■ Excerpted data ■

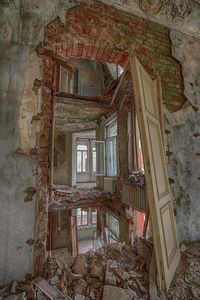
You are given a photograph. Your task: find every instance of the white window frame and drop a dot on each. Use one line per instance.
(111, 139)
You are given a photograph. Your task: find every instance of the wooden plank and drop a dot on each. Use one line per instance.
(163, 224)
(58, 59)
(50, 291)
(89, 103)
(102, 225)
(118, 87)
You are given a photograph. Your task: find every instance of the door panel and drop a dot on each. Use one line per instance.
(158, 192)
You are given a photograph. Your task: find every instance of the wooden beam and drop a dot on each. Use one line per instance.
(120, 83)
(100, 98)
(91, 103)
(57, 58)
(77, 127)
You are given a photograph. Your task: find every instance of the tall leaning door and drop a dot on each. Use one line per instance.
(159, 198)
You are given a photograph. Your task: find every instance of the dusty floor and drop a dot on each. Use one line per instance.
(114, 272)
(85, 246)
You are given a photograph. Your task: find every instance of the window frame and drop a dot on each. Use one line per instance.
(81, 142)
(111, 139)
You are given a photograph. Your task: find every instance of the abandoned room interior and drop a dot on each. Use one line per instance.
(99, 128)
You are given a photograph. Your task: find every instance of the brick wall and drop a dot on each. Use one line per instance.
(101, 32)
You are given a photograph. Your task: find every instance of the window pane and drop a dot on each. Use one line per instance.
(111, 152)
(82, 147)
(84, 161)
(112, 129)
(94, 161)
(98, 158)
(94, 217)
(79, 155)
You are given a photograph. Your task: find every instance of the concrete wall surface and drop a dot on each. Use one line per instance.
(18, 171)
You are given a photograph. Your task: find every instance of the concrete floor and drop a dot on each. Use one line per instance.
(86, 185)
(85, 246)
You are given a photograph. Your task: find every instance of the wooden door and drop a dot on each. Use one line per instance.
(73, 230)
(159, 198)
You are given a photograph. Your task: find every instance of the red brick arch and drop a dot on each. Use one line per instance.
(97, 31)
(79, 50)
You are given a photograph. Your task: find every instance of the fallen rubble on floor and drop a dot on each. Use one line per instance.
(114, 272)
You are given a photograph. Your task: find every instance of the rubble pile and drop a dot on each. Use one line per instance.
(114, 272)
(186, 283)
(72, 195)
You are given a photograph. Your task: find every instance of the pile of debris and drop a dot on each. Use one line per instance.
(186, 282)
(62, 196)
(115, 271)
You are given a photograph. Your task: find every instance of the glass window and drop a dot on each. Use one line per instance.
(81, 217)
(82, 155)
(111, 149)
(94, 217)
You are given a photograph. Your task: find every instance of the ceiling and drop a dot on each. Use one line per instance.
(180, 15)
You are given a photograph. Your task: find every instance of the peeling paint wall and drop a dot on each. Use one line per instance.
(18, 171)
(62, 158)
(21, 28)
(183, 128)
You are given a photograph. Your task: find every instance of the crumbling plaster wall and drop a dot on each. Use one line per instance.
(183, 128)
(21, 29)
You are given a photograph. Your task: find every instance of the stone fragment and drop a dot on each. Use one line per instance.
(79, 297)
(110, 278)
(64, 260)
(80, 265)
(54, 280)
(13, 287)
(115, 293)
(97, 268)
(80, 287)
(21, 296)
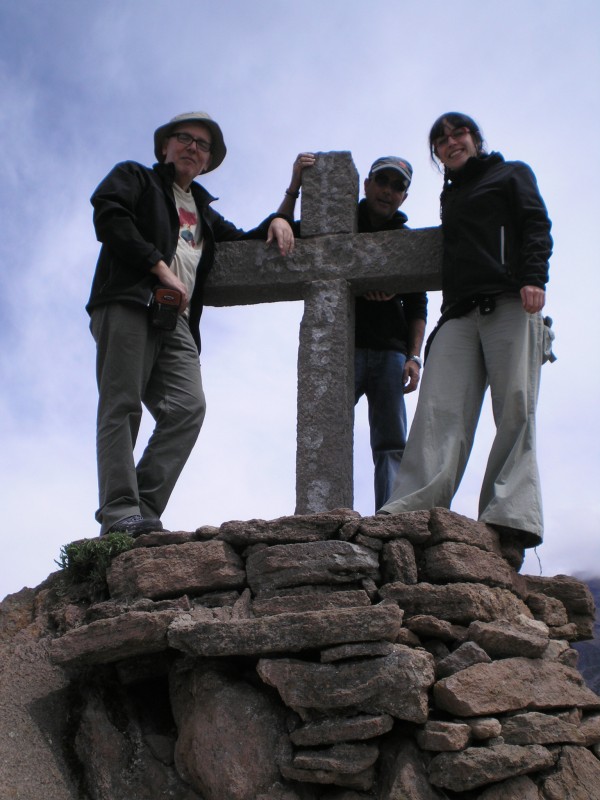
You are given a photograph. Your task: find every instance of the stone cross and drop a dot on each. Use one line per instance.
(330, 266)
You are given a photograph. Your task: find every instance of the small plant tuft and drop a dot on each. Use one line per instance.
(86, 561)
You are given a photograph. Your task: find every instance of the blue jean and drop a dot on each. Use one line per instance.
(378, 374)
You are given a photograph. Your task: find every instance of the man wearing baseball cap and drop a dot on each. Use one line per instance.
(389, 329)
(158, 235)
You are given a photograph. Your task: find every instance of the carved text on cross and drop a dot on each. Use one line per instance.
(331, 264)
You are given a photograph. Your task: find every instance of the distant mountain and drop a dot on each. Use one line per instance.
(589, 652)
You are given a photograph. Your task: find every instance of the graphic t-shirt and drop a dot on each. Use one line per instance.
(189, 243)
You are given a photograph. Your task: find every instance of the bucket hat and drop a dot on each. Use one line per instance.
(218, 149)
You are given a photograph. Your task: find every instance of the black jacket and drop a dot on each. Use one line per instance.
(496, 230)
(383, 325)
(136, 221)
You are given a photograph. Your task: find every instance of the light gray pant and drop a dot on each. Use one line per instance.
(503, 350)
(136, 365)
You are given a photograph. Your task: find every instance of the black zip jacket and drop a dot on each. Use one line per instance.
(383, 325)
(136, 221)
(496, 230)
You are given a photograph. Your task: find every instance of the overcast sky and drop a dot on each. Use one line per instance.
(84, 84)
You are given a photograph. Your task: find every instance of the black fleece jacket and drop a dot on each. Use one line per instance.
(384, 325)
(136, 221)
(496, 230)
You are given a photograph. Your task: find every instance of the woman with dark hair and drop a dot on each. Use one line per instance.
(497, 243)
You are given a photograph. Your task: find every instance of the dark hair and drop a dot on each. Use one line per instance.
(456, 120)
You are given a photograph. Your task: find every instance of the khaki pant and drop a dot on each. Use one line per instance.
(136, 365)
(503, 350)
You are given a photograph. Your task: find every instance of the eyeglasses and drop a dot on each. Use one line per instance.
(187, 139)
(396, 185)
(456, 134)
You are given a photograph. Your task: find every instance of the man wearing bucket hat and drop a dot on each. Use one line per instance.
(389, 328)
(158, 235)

■ Instructions to follow ■
Leaving aside the images, write out the entries above word for word.

■ Expected answer ■
You are given a photograph. Your task: find every instance of the white window frame and drop a dot on each. Use one line per instance.
(111, 139)
You are given a photograph. Your task: find every instance of the wooden plank and drop a dot on each. Use one line per instance.
(163, 224)
(58, 59)
(50, 291)
(89, 103)
(102, 225)
(118, 87)
You are given a photograph. Your task: find every instance of the door panel and drop a dot on each. Use one line per instance.
(158, 192)
You are given a photograph. Your task: find every instance of the wooden beam and drop a dot on each. Use one line per instance.
(120, 83)
(100, 98)
(91, 103)
(57, 58)
(77, 127)
You are given a photograph. Your task: find every instance of the tall leaning door and drop a dot on each. Use one line per instance.
(159, 198)
You are given a photograph. Your task: find every instance of the dusty floor and drop a dot on each. Use one line per instance.
(114, 272)
(85, 246)
You are given a photograph. Your task: find every instance of the window frame and drop a dot on each. Use one line per instance.
(81, 142)
(111, 139)
You are given a photograph. Your task: find every instance of the abandoned room interior and drop a dot on each. Use one line per instance.
(99, 128)
You are given a photograph. Your task: find every instance of the brick wall and drop a dot on each. Use one line per instance.
(101, 32)
You are given a photograph. Your task: find every instance of the window pane and drop a dot on each. Use one line per instance.
(111, 152)
(82, 147)
(84, 161)
(112, 129)
(94, 161)
(98, 158)
(94, 217)
(79, 155)
You are given a photograph. Your task: find every instance of the concrete wall surface and drop a dot on each. Use one line per instance.
(18, 171)
You are given a photograph. Your task: find every instance of the concrete floor and drop a dot on each. Use one line per instance.
(86, 185)
(85, 246)
You are given a photograph. Your task: find every instance of the wooden door and drop a dot on each. Use one line per instance.
(73, 230)
(159, 198)
You are given a photograph. Your task: find every instance of the red brick arch and drop a dot on each. Use one line per instance.
(97, 31)
(79, 50)
You are given a photograph. Your task: find every instance of the fallen rubble on floor and drop a dot on each. Use one line per instance.
(114, 272)
You are given a photograph. Your task: find every instance of the rubble pile and drop a dot on each. Use one line per instance.
(114, 272)
(186, 283)
(72, 195)
You are given a photograph. Your task: find every instance of the pile of debris and drop a dot on each. Use one line per instance.
(186, 282)
(62, 196)
(115, 271)
You are given a photograph. Your task: find every instance of the glass window and drop a dot on each. Use one line per instance.
(81, 217)
(82, 155)
(111, 149)
(94, 217)
You are given a photograph. Your task: find every instance of the ceiling and drop a dot on each. Use one line per instance.
(180, 15)
You are given a photograph. Your task: find every instance of the peeling paint wall and drop a dot on each. Use one line per instance.
(18, 171)
(62, 158)
(21, 28)
(183, 128)
You are given a photograph. Your task: find every instance of the crumbling plaster wall and drop a dot on each. Use one line per instance.
(183, 128)
(21, 29)
You are given a photograph. Your task: find every instance of the stone fragment and drop a dot on each. Use one line per instance.
(79, 297)
(110, 278)
(64, 260)
(80, 265)
(54, 280)
(13, 287)
(115, 293)
(97, 268)
(80, 287)
(21, 296)
You are given a photograph. Your task: find every instance of the stone cross and drop a dot on each. Use one line per instance.
(330, 266)
You are given a photograph. Your task: find every instance of the small plant tuft and drop a dot on each. Use one line per instance.
(86, 561)
You are given a photograph. Your task: find every instance of the blue jean and drop a dot on each. Use one line per instance.
(378, 374)
You are given a photograph. Your task: find every instance of the man wearing baseball cap and drop a dot on each. Use one line per instance.
(389, 329)
(158, 235)
You are given a photograph. Your task: find every instance of the carved text on cross and drop a dot on each. Use one line per instance.
(331, 264)
You are given a photograph. Your task: find every instance of the distant mountain and drop a dot on each. Use one line per instance.
(589, 652)
You are given a photograph. Your task: find every instance of the graphic t-shirt and drop a dot on each. Use one line per instance.
(189, 243)
You are given a photograph. Your task: find every instance of the bucket hat and drop a dot on each. Use one line per instance.
(218, 149)
You are given a photograph. Your task: find every instance of the black jacket and drop a dot on each. Use one line per instance.
(496, 230)
(383, 325)
(136, 221)
You are given a photograph. Your task: find every instance of the light gray pant and drop a dot on each. Use one line per instance.
(503, 350)
(136, 365)
You are given a photograph. Your task: find every instance of the black zip jacket and drop a dot on each. Use one line per instance.
(383, 325)
(136, 221)
(496, 230)
You are given a photograph. Your task: find every instance of the overcast sky and drop a dot on each. Use one line per instance.
(84, 84)
You are given a photograph. Your task: find every instance of the black fleece jacket and drop a dot on each. Use one line per instance.
(384, 325)
(136, 221)
(496, 230)
You are given a photograph. Your task: find every instance of the woman with dark hair and drop a dot on each. Use one line per instance.
(497, 243)
You are given a photograph. Your task: find every instance of the dark hair and drop a dot on each. Use one line per instance.
(456, 120)
You are given a photograph. Your task: find every instance of the khaki pant and drop a dot on each. Use one line per instance.
(136, 365)
(503, 350)
You are given a photograph. Your task: find every instance of the eyeglasses and drop a dot on each. Use one line per instance.
(187, 139)
(396, 185)
(456, 134)
You are given a photograph. Your task: find every instance of the man wearing bucket hat and drop a dot on each. Use one line per instance.
(389, 328)
(158, 235)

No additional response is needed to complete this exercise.